**Task directions:** In the data below, how many lines contain the word "dark"? Reply with the number only.

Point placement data
-- Begin --

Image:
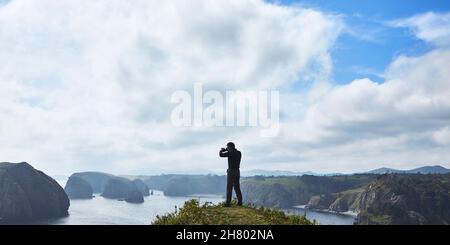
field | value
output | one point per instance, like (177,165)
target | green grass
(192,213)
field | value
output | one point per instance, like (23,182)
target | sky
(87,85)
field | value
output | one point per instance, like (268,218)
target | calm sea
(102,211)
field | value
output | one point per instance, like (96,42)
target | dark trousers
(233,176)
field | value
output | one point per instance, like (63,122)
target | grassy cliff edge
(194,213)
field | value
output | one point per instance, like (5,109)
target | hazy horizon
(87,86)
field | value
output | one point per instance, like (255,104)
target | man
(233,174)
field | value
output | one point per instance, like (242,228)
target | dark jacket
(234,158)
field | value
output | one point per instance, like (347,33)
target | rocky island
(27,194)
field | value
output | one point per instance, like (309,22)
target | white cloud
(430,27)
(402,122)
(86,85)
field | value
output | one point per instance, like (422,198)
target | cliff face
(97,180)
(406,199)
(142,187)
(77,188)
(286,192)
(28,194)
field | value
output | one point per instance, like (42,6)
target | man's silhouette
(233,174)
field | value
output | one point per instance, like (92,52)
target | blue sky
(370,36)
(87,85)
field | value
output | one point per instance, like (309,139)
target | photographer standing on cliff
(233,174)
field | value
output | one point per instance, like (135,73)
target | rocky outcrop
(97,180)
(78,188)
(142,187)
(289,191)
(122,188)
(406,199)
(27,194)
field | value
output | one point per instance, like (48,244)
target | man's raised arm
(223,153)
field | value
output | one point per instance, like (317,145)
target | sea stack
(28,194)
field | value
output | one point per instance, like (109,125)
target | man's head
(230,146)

-- End --
-- Begin --

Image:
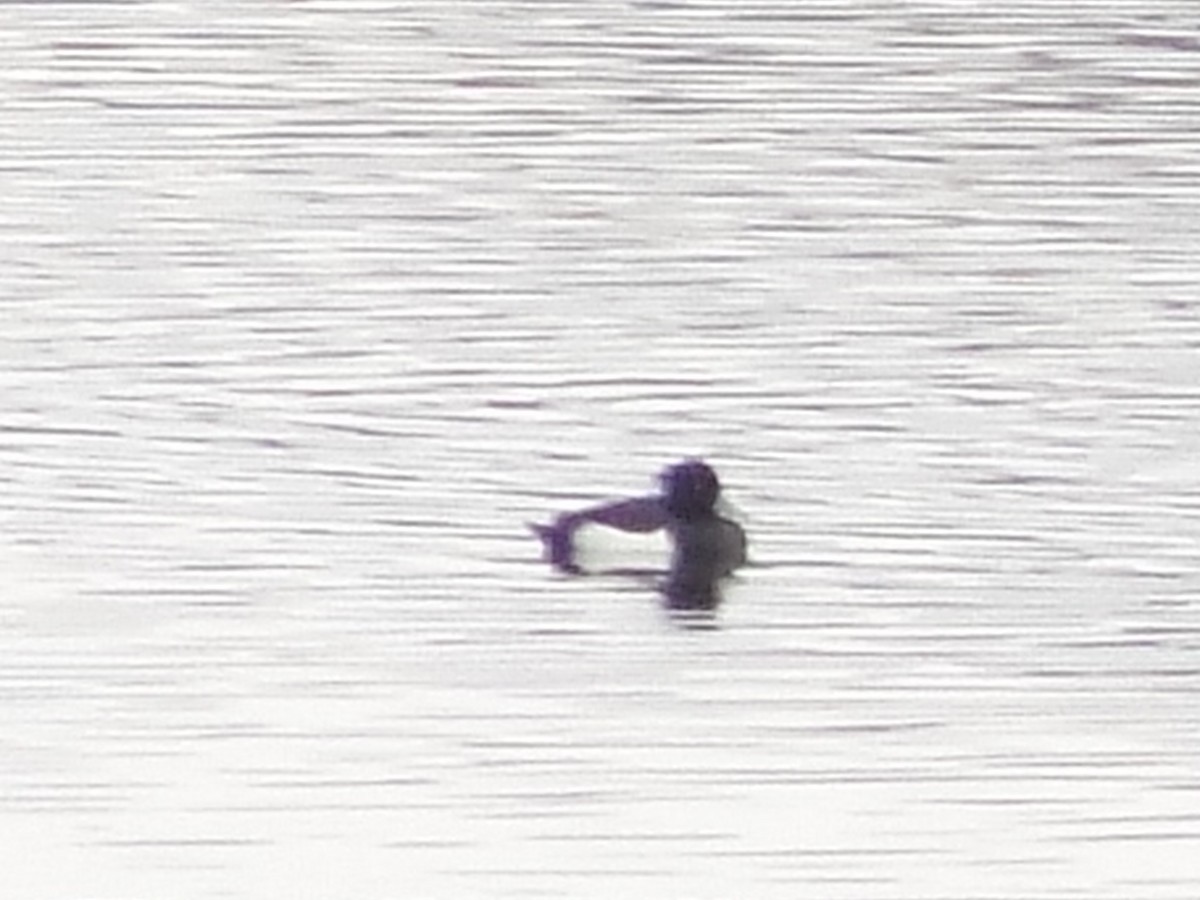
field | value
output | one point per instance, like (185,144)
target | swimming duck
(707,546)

-- End --

**Task solution:** 2